What to do >> Check each line of the entries below for the string "window"; copy every line where it appears.

Collected data >>
——————————

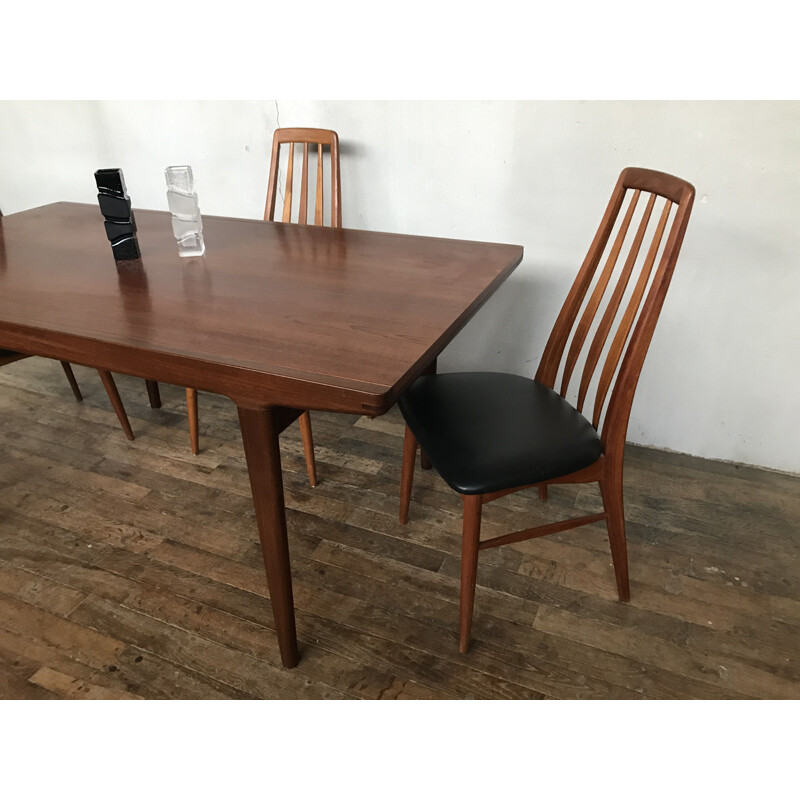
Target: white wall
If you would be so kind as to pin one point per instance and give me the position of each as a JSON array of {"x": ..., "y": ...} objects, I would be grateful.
[{"x": 723, "y": 376}]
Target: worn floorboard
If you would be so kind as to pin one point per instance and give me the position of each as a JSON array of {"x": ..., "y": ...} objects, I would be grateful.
[{"x": 132, "y": 569}]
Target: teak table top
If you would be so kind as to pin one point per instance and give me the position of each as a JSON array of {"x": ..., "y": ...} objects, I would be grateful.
[{"x": 285, "y": 314}]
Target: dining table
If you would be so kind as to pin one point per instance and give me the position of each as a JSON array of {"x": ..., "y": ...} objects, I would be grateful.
[{"x": 279, "y": 317}]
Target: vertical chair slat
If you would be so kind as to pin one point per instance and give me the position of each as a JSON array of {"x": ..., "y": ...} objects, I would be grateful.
[
  {"x": 303, "y": 213},
  {"x": 336, "y": 187},
  {"x": 318, "y": 206},
  {"x": 594, "y": 301},
  {"x": 287, "y": 198},
  {"x": 613, "y": 304},
  {"x": 621, "y": 336}
]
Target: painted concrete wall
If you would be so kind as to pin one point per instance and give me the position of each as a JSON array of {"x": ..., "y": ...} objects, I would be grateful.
[{"x": 723, "y": 376}]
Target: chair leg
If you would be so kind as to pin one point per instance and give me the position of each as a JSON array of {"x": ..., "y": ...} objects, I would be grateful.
[
  {"x": 72, "y": 382},
  {"x": 407, "y": 475},
  {"x": 308, "y": 447},
  {"x": 611, "y": 491},
  {"x": 153, "y": 394},
  {"x": 116, "y": 401},
  {"x": 191, "y": 408},
  {"x": 469, "y": 566}
]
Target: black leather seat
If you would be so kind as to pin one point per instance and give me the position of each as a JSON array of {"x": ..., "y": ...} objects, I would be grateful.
[{"x": 487, "y": 431}]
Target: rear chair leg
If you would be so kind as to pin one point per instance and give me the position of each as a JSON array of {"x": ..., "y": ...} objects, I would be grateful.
[
  {"x": 191, "y": 409},
  {"x": 153, "y": 395},
  {"x": 407, "y": 479},
  {"x": 116, "y": 401},
  {"x": 469, "y": 566},
  {"x": 72, "y": 382},
  {"x": 308, "y": 447},
  {"x": 611, "y": 491}
]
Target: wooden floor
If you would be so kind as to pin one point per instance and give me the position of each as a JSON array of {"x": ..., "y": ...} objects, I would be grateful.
[{"x": 134, "y": 570}]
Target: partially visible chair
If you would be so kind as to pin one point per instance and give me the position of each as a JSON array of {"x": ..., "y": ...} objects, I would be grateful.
[
  {"x": 10, "y": 356},
  {"x": 491, "y": 434},
  {"x": 295, "y": 136}
]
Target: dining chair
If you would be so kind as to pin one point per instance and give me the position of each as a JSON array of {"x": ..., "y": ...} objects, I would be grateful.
[
  {"x": 305, "y": 137},
  {"x": 491, "y": 434},
  {"x": 10, "y": 356}
]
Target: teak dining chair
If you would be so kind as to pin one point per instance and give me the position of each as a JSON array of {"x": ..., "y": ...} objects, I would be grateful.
[
  {"x": 305, "y": 137},
  {"x": 491, "y": 434},
  {"x": 10, "y": 356}
]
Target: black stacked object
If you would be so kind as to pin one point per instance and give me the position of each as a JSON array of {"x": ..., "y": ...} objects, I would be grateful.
[{"x": 116, "y": 208}]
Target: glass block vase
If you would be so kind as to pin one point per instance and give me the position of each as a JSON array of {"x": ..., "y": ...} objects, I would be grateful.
[{"x": 187, "y": 224}]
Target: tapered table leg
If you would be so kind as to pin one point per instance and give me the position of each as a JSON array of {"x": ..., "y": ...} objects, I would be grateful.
[
  {"x": 424, "y": 461},
  {"x": 153, "y": 394},
  {"x": 260, "y": 429}
]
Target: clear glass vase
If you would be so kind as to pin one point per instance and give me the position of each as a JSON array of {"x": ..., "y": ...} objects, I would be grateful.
[{"x": 187, "y": 224}]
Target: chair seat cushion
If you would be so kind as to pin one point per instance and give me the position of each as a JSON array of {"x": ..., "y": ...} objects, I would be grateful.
[{"x": 488, "y": 431}]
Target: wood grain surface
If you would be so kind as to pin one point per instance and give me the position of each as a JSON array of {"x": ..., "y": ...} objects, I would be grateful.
[
  {"x": 133, "y": 569},
  {"x": 297, "y": 315}
]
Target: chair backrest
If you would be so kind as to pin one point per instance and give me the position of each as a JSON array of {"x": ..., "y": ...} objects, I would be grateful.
[
  {"x": 305, "y": 137},
  {"x": 606, "y": 351}
]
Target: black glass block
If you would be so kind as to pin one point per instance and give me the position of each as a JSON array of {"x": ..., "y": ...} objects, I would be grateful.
[{"x": 115, "y": 205}]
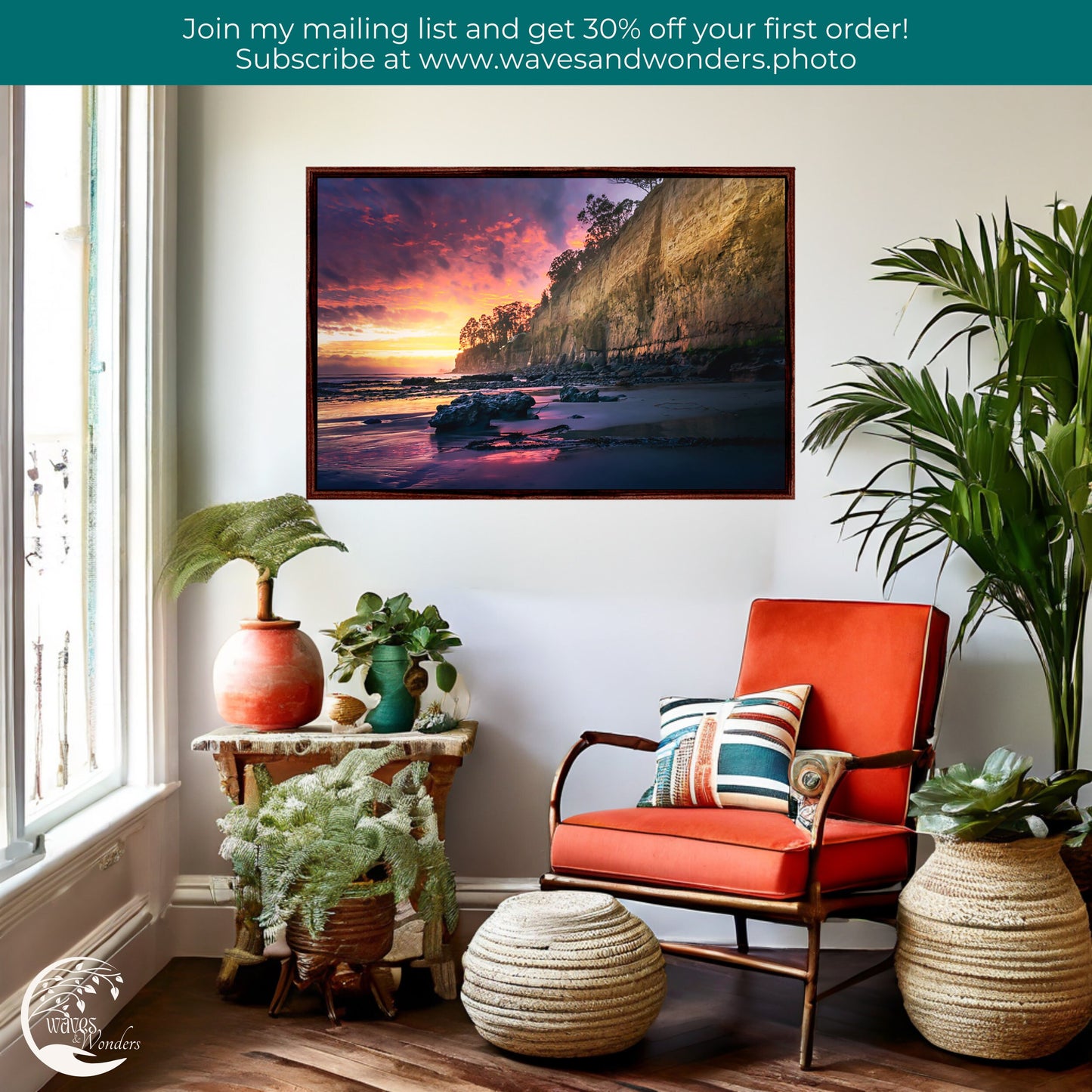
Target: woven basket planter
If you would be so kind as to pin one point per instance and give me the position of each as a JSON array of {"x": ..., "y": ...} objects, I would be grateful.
[
  {"x": 564, "y": 976},
  {"x": 994, "y": 956}
]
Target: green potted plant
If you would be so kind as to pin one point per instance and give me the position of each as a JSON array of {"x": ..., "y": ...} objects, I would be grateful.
[
  {"x": 388, "y": 639},
  {"x": 1004, "y": 472},
  {"x": 329, "y": 854},
  {"x": 269, "y": 675},
  {"x": 994, "y": 956}
]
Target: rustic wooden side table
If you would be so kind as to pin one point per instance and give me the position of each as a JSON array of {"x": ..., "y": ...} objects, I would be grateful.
[{"x": 237, "y": 750}]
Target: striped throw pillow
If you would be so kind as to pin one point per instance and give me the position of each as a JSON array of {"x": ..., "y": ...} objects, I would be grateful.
[{"x": 728, "y": 753}]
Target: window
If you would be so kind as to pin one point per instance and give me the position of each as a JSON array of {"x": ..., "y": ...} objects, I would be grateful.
[{"x": 82, "y": 363}]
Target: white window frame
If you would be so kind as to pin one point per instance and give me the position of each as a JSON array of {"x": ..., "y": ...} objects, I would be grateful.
[{"x": 145, "y": 503}]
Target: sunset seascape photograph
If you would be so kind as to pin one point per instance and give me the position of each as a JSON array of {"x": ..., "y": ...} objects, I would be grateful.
[{"x": 620, "y": 333}]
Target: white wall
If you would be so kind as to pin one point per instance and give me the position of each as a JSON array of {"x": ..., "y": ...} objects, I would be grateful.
[{"x": 581, "y": 614}]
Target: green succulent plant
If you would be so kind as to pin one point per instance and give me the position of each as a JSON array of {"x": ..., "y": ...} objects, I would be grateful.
[
  {"x": 265, "y": 533},
  {"x": 424, "y": 633},
  {"x": 318, "y": 834},
  {"x": 998, "y": 800}
]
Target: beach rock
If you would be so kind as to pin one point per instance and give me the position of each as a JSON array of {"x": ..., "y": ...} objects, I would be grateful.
[
  {"x": 574, "y": 394},
  {"x": 476, "y": 410}
]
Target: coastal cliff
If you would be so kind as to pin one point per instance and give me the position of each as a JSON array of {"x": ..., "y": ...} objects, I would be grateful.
[{"x": 696, "y": 277}]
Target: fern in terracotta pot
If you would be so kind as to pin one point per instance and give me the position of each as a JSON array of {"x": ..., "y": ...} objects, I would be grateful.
[
  {"x": 994, "y": 956},
  {"x": 329, "y": 854},
  {"x": 269, "y": 675}
]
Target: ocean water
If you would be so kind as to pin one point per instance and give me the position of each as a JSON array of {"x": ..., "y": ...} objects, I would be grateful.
[{"x": 373, "y": 435}]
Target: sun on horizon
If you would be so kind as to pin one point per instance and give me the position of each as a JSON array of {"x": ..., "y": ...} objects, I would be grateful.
[{"x": 404, "y": 262}]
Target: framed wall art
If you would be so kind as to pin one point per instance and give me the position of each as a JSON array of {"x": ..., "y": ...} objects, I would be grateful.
[{"x": 611, "y": 333}]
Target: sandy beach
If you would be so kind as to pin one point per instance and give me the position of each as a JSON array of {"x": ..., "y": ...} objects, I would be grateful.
[{"x": 373, "y": 435}]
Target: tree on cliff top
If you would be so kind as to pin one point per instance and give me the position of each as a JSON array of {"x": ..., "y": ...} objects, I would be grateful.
[
  {"x": 645, "y": 183},
  {"x": 500, "y": 326},
  {"x": 603, "y": 218}
]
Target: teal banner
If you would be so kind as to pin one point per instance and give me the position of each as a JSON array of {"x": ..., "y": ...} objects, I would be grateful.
[{"x": 547, "y": 42}]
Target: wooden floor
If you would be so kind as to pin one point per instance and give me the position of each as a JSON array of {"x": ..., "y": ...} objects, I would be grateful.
[{"x": 719, "y": 1029}]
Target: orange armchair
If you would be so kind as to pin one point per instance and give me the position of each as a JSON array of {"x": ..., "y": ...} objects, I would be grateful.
[{"x": 875, "y": 670}]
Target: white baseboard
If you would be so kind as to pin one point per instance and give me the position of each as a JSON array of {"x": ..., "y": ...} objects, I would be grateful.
[
  {"x": 129, "y": 940},
  {"x": 203, "y": 918}
]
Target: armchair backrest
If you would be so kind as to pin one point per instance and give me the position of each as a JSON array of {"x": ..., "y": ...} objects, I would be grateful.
[{"x": 875, "y": 670}]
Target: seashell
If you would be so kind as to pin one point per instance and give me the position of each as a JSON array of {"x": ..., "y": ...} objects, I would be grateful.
[{"x": 344, "y": 709}]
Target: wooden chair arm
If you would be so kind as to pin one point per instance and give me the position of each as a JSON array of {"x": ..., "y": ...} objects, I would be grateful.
[
  {"x": 831, "y": 768},
  {"x": 891, "y": 760},
  {"x": 589, "y": 739}
]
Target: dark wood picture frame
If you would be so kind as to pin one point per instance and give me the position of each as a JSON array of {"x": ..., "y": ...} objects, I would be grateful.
[{"x": 316, "y": 174}]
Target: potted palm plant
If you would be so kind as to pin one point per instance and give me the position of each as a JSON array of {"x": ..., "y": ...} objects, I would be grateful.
[
  {"x": 1003, "y": 472},
  {"x": 388, "y": 639},
  {"x": 326, "y": 856},
  {"x": 994, "y": 957},
  {"x": 269, "y": 675}
]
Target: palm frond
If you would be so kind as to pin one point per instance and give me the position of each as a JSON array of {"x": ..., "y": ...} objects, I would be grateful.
[
  {"x": 1004, "y": 473},
  {"x": 265, "y": 533}
]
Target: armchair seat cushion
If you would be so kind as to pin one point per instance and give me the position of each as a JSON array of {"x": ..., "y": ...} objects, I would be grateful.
[{"x": 732, "y": 851}]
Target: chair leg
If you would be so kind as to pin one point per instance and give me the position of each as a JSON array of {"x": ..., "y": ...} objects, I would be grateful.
[
  {"x": 741, "y": 944},
  {"x": 810, "y": 985},
  {"x": 283, "y": 986}
]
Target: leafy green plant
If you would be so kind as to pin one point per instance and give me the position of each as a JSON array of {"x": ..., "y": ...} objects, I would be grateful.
[
  {"x": 317, "y": 834},
  {"x": 424, "y": 635},
  {"x": 998, "y": 800},
  {"x": 1005, "y": 472},
  {"x": 265, "y": 533}
]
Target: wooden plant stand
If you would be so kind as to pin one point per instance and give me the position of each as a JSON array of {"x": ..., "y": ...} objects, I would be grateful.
[{"x": 237, "y": 750}]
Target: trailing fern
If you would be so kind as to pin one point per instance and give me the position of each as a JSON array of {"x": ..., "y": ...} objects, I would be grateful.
[
  {"x": 317, "y": 834},
  {"x": 265, "y": 533}
]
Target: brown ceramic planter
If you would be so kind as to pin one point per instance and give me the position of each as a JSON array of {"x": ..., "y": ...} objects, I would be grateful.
[
  {"x": 269, "y": 675},
  {"x": 358, "y": 932}
]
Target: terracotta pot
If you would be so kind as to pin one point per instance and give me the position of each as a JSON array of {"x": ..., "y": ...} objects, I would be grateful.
[
  {"x": 269, "y": 675},
  {"x": 994, "y": 956}
]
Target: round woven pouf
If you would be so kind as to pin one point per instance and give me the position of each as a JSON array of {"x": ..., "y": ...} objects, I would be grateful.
[
  {"x": 559, "y": 974},
  {"x": 994, "y": 957}
]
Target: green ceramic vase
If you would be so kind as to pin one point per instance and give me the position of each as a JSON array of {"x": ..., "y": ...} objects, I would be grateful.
[{"x": 395, "y": 709}]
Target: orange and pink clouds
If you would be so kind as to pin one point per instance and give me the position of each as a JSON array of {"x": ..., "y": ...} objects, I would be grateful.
[{"x": 403, "y": 262}]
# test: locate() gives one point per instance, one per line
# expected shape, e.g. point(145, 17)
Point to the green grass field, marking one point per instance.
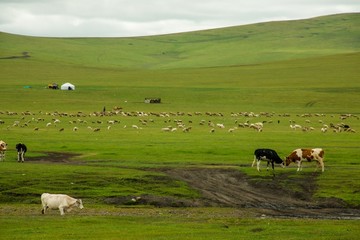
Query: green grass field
point(304, 71)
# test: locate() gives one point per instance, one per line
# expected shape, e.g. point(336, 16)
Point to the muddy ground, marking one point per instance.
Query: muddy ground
point(265, 195)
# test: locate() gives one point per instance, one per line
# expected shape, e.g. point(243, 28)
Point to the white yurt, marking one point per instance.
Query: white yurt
point(67, 86)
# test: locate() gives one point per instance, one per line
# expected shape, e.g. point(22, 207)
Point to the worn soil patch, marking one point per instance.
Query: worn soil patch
point(270, 195)
point(53, 157)
point(230, 188)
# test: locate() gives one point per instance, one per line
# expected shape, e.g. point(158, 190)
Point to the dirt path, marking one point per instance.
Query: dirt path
point(229, 187)
point(270, 195)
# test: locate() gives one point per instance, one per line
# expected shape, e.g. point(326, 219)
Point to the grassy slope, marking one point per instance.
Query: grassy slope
point(249, 44)
point(282, 67)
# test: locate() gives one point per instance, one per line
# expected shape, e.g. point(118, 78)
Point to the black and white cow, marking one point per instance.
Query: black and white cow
point(21, 149)
point(268, 155)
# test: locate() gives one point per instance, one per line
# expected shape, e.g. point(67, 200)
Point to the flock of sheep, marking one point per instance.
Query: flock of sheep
point(173, 121)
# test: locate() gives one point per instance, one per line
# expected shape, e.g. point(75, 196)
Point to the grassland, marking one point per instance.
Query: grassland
point(286, 69)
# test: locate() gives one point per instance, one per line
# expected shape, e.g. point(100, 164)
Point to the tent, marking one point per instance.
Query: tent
point(67, 86)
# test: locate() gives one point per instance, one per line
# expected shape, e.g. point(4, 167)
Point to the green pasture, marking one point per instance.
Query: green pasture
point(299, 71)
point(201, 223)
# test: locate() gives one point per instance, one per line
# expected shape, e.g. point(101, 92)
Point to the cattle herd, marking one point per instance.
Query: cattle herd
point(297, 156)
point(65, 203)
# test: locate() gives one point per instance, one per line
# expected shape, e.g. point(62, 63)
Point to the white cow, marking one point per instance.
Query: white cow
point(3, 146)
point(59, 201)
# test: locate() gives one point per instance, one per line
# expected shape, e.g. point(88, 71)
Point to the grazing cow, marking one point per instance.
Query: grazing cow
point(299, 155)
point(59, 201)
point(3, 146)
point(21, 149)
point(268, 155)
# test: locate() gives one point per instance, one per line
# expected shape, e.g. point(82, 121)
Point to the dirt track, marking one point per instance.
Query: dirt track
point(229, 187)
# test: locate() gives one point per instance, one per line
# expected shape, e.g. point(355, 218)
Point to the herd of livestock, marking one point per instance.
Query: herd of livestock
point(65, 203)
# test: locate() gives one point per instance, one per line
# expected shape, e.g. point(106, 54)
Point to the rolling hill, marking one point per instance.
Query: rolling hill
point(240, 45)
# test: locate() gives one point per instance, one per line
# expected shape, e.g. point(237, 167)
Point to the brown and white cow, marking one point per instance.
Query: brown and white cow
point(3, 147)
point(299, 155)
point(62, 202)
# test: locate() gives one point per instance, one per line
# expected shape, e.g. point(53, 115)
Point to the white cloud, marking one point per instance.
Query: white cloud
point(119, 18)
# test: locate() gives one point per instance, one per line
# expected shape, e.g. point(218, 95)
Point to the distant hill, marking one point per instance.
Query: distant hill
point(239, 45)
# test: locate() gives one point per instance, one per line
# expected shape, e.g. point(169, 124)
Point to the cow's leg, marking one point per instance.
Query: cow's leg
point(43, 210)
point(61, 210)
point(321, 163)
point(299, 166)
point(258, 165)
point(254, 161)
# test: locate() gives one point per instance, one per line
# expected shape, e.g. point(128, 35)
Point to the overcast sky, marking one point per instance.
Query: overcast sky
point(123, 18)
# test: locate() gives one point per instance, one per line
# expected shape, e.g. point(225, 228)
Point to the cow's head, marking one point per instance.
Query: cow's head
point(79, 203)
point(3, 145)
point(282, 164)
point(287, 161)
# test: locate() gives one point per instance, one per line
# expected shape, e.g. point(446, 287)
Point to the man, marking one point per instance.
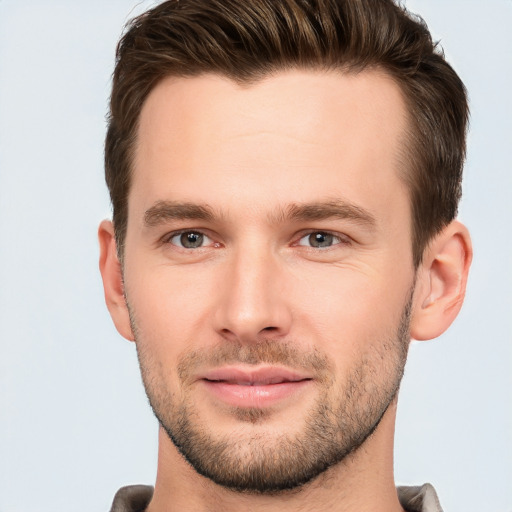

——————————

Task result >>
Target: window
Target: white window frame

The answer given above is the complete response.